● Set exercise
Nothing but the lines from the one that contains "spider's pedipalp, given" through the end of the listing should appear, set down exactly.

▼

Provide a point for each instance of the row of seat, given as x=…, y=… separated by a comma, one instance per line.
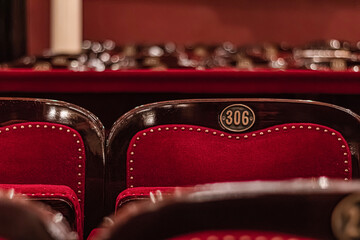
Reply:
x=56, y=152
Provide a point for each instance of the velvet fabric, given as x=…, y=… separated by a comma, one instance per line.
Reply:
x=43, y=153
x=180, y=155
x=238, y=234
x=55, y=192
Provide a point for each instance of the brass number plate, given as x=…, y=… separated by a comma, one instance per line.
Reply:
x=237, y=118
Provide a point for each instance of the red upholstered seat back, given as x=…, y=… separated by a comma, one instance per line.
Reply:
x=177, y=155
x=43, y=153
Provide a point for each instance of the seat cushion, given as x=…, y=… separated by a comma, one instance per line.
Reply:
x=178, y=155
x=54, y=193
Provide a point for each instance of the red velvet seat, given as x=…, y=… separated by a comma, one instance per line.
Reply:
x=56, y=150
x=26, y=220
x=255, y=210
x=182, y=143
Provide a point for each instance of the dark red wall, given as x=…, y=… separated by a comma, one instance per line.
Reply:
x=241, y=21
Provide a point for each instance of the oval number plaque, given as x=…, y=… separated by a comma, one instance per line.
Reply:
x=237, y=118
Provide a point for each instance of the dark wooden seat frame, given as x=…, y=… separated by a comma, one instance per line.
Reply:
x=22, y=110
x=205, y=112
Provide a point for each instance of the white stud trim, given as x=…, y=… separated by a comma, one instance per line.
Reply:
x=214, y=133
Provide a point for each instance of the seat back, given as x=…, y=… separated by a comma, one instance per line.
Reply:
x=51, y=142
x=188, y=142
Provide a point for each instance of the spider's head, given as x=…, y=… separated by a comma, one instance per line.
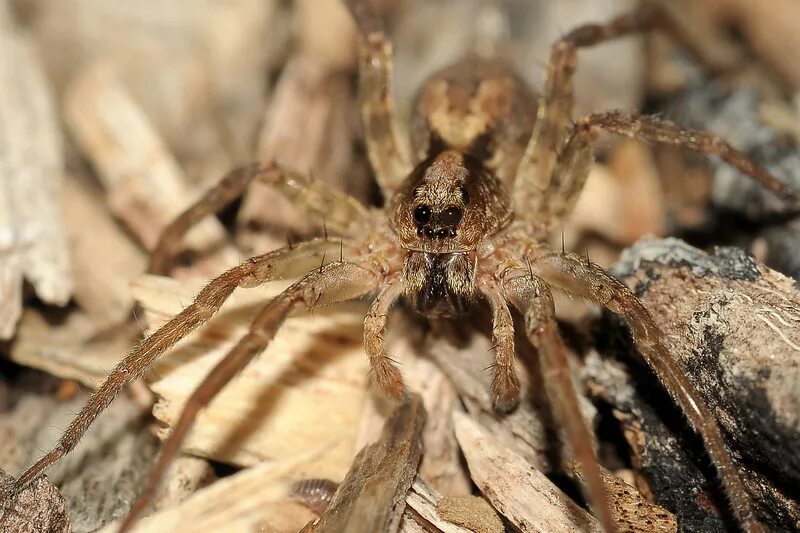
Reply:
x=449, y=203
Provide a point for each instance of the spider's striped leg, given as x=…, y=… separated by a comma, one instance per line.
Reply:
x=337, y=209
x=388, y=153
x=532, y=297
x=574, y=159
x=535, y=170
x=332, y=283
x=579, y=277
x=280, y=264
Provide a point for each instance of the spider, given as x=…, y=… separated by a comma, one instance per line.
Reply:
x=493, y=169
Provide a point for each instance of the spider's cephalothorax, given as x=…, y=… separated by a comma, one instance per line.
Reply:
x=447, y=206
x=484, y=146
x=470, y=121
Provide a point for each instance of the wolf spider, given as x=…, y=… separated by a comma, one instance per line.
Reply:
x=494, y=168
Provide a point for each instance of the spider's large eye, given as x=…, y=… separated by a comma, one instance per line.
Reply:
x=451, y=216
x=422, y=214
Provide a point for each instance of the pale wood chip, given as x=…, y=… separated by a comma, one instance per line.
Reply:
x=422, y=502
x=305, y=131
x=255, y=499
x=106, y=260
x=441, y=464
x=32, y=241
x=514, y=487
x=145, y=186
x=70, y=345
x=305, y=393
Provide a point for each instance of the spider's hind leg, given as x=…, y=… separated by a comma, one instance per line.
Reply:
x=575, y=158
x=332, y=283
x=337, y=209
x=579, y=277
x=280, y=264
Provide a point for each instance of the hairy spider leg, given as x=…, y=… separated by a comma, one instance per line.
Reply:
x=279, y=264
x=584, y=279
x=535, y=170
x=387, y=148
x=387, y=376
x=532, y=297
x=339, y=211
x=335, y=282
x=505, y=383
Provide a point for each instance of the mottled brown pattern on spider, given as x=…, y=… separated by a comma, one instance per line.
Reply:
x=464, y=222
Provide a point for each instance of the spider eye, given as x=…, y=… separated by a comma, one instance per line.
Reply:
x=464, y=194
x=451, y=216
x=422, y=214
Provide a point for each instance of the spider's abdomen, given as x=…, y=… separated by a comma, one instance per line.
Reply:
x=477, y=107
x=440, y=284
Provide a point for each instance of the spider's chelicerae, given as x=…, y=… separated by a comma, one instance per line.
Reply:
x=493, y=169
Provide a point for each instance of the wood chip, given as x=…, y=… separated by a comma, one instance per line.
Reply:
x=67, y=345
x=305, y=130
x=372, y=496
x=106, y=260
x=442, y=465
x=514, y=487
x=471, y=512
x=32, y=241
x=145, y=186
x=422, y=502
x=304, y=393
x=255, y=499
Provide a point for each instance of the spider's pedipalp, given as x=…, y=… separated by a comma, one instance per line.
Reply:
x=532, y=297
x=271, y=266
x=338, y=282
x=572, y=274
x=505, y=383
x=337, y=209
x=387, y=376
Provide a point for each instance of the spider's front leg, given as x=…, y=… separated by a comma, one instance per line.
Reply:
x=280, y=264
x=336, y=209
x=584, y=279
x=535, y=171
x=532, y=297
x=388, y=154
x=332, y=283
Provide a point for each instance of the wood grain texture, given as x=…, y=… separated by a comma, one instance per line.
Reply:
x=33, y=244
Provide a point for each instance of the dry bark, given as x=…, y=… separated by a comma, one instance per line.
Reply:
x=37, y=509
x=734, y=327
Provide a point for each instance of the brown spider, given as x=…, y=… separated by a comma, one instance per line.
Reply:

▲

● Exercise response
Provide a point for each instance of the spider's pedipalp, given as x=…, y=… separated by a comma, one instance per line.
Reply:
x=532, y=297
x=271, y=266
x=338, y=282
x=572, y=274
x=505, y=383
x=337, y=209
x=387, y=376
Provide a point for each instance of the spider's front leg, given as x=…, y=… separated by a comma, one instance per line.
Reply:
x=280, y=264
x=336, y=209
x=584, y=279
x=535, y=171
x=532, y=297
x=388, y=154
x=332, y=283
Provide a point for each instance of the wood grain texture, given as x=…, y=… separated by a comma, one instance per line.
Reply:
x=33, y=244
Provide a point for each instance of the dry bark, given as x=…, y=… separated by a comma, one instance per line.
Reply:
x=37, y=509
x=734, y=327
Provide a point for each instance of the brown spider, given as x=…, y=… separated by a comma, one instance per line.
Reply:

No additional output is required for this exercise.